Goal
Please copy these entries again, renaming every "girl's" to "child's" and leaving everything else unchanged.

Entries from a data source
━━━━━━━━

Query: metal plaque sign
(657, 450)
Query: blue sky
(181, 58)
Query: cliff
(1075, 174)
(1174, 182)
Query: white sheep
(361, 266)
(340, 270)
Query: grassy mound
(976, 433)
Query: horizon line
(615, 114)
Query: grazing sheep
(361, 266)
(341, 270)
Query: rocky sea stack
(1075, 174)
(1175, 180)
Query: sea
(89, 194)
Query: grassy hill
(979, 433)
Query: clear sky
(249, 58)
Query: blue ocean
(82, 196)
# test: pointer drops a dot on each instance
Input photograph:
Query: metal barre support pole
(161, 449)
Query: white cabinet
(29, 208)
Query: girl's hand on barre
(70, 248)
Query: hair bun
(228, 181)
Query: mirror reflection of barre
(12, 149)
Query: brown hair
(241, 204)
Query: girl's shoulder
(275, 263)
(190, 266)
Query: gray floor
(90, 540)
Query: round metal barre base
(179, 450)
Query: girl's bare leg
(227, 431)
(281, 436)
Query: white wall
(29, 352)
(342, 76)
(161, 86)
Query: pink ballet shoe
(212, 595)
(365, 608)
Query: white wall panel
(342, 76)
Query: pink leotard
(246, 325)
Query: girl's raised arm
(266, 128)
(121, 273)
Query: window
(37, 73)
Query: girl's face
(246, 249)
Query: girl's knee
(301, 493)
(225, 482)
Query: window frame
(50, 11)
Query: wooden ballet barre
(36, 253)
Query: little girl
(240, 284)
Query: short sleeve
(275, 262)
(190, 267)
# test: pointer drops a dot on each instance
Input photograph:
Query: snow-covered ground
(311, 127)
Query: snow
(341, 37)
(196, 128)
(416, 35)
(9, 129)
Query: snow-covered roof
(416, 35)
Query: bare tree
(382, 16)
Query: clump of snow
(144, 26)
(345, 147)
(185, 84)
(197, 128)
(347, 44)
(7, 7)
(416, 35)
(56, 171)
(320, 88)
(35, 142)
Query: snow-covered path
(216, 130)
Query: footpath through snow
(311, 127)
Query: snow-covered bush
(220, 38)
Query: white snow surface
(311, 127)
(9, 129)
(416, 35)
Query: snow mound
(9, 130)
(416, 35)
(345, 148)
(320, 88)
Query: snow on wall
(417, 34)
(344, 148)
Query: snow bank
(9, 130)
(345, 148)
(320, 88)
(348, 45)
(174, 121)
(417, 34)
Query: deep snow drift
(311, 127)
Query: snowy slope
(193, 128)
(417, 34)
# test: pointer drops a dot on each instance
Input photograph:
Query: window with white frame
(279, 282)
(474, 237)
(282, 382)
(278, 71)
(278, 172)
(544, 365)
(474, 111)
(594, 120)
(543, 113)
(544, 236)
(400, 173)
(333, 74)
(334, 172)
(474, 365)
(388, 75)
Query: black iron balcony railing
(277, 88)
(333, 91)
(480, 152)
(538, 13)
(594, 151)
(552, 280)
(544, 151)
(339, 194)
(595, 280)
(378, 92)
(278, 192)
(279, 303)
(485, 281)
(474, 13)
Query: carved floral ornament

━━━━━━━━

Solution
Query: metal plaque sign
(657, 450)
Query: blue sky
(181, 58)
Query: cliff
(1075, 174)
(1174, 182)
Query: white sheep
(361, 266)
(340, 270)
Query: grassy mound
(976, 433)
Query: horizon line
(615, 114)
Query: grazing sheep
(361, 266)
(341, 270)
Query: rocky sea stack
(1075, 174)
(1175, 180)
Query: sea
(89, 194)
Query: grassy hill
(979, 433)
Query: clear sky
(249, 58)
Query: blue ocean
(82, 196)
# test: pointer drops a dot on each instance
Input photograph:
Query: metal barre support pole
(161, 449)
Query: white cabinet
(29, 208)
Query: child's hand on barre
(70, 248)
Query: hair bun
(228, 181)
Query: mirror reflection of barre
(12, 149)
Query: brown hair
(241, 204)
Query: child's shoulder
(275, 263)
(190, 266)
Query: gray floor
(90, 540)
Query: round metal barre base
(179, 450)
Query: child's bare leg
(227, 431)
(281, 436)
Query: white wall
(29, 352)
(342, 76)
(161, 86)
Query: pink ballet shoe
(212, 595)
(365, 608)
Query: white wall panel
(342, 76)
Query: pink leotard
(246, 325)
Query: child's raised arm
(266, 128)
(121, 273)
Query: window
(37, 73)
Query: child's face
(246, 249)
Query: child's knee
(301, 493)
(225, 482)
Query: window frame
(50, 11)
Query: wooden ballet barre
(36, 253)
Query: little girl
(240, 284)
Query: short sleeve
(275, 262)
(190, 267)
# test: pointer drops a dot on each instance
Input photograph:
Query: snow-covered ground
(311, 127)
Query: snow
(341, 37)
(196, 128)
(416, 35)
(9, 129)
Query: snow-covered roof
(416, 35)
Query: bare tree
(382, 16)
Query: clump of snow
(144, 26)
(345, 147)
(185, 84)
(197, 128)
(347, 44)
(7, 7)
(416, 35)
(56, 171)
(320, 88)
(35, 142)
Query: snow-covered path
(216, 130)
Query: footpath through snow
(311, 127)
Query: snow-covered bush
(220, 38)
Query: white snow surface
(311, 127)
(9, 129)
(416, 35)
Query: snow mound
(9, 130)
(416, 35)
(345, 148)
(320, 88)
Query: snow on wall
(417, 34)
(344, 148)
Query: snow bank
(9, 130)
(345, 148)
(320, 88)
(348, 45)
(174, 121)
(417, 34)
Query: deep snow drift
(311, 127)
Query: snowy slope
(193, 128)
(417, 34)
# test: pointer drops a dot on each instance
Input photograph:
Query: window with white frame
(279, 282)
(474, 237)
(282, 382)
(278, 71)
(278, 172)
(544, 365)
(474, 111)
(594, 120)
(543, 113)
(544, 236)
(400, 173)
(333, 74)
(334, 172)
(474, 365)
(388, 75)
Query: black iron balcony railing
(277, 88)
(333, 91)
(480, 152)
(538, 13)
(594, 151)
(552, 280)
(544, 151)
(339, 194)
(595, 280)
(378, 92)
(278, 192)
(279, 303)
(485, 281)
(474, 13)
Query: carved floral ornament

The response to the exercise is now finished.